» WHAT THIS TASK INVOLVES: Find how many lines of the records below contain the word "isolated" and write that number by itself.

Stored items

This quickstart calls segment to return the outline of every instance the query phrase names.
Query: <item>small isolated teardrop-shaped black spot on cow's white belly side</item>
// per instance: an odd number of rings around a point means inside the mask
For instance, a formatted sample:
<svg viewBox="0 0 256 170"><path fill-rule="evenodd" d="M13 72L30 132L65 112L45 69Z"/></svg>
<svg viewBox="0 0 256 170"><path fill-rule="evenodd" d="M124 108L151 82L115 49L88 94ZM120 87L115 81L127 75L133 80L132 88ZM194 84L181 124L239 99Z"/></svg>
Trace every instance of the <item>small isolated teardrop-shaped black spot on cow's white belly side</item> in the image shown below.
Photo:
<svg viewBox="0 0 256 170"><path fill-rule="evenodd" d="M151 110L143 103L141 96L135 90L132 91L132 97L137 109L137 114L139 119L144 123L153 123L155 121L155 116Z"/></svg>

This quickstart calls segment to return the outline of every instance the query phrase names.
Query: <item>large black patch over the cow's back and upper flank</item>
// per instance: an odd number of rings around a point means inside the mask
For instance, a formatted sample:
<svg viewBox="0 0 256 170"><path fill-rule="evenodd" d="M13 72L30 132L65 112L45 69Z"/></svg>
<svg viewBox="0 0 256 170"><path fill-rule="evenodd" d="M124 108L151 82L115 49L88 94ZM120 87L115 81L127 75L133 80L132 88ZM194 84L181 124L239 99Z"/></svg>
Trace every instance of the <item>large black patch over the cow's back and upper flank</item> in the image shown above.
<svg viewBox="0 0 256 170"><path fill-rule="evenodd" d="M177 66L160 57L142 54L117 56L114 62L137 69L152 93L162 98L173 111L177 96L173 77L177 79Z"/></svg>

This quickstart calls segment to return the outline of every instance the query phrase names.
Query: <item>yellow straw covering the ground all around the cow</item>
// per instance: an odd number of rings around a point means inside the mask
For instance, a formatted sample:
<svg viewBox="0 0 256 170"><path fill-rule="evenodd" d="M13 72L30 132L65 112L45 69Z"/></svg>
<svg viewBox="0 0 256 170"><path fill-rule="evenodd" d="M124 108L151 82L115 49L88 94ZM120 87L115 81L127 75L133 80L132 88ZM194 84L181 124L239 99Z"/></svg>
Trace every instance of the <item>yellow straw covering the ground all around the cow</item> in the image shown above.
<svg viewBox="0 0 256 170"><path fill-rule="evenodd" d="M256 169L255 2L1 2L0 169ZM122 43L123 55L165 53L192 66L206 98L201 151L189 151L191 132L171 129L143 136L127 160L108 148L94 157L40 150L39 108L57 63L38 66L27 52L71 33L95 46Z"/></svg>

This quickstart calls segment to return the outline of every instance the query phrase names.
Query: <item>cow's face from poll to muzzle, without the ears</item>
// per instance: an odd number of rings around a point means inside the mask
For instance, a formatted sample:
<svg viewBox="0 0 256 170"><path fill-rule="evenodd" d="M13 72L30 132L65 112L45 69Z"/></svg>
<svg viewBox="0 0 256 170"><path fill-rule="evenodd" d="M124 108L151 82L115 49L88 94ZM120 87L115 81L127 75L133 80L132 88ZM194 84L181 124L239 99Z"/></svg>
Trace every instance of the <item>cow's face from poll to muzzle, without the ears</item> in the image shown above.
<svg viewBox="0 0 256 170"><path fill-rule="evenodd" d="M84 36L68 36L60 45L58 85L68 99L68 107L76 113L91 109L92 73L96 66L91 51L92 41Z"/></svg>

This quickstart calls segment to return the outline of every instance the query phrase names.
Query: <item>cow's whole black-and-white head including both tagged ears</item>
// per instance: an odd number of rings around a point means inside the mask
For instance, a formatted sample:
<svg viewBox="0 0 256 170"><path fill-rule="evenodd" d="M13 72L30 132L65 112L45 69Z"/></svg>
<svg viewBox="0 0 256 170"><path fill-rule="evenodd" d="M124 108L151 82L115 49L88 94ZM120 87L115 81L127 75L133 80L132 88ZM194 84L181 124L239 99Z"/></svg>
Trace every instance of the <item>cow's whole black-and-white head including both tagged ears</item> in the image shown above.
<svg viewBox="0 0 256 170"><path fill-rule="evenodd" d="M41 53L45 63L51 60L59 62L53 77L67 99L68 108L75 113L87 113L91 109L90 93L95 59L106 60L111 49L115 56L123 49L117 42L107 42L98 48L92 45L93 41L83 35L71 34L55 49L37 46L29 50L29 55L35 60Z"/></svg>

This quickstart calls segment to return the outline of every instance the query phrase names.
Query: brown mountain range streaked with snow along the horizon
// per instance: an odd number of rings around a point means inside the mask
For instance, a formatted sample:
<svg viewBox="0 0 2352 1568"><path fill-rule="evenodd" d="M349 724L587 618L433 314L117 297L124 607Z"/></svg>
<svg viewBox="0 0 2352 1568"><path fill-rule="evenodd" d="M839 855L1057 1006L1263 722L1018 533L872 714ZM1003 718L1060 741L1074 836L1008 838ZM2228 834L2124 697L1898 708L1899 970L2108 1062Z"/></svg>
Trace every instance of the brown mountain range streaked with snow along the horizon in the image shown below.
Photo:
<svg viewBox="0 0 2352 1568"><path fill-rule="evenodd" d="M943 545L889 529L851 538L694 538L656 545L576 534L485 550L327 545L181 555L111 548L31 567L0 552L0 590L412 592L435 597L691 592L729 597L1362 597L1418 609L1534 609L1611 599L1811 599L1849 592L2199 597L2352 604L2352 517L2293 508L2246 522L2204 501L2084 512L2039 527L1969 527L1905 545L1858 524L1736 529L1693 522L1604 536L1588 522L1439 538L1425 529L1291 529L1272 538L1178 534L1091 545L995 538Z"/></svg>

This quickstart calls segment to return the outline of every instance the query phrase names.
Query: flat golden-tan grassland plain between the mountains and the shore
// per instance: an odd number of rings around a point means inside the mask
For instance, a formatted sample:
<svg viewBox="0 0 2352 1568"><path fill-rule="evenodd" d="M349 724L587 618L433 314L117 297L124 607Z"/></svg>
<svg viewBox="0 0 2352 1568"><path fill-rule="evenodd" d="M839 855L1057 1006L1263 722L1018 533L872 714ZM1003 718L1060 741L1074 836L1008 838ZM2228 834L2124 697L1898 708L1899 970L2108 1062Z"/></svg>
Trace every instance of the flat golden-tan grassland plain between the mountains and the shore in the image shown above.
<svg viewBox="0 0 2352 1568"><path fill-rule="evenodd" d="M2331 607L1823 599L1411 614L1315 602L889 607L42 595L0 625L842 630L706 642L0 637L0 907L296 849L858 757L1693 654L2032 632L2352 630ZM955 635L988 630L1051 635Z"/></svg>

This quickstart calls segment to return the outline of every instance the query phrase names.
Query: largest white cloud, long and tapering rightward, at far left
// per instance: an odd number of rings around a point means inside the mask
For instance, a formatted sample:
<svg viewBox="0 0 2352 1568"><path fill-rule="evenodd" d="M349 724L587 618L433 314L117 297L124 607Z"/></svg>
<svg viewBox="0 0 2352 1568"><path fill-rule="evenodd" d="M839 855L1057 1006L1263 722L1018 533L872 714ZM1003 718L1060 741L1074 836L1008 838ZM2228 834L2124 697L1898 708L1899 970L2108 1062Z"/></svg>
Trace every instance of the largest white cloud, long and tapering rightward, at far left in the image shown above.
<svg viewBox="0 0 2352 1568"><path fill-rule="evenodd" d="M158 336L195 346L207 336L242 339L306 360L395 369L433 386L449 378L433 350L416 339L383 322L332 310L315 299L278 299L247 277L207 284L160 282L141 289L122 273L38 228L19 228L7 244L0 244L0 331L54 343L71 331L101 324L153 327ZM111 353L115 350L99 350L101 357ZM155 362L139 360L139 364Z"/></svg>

» EXERCISE SOLUTION: 2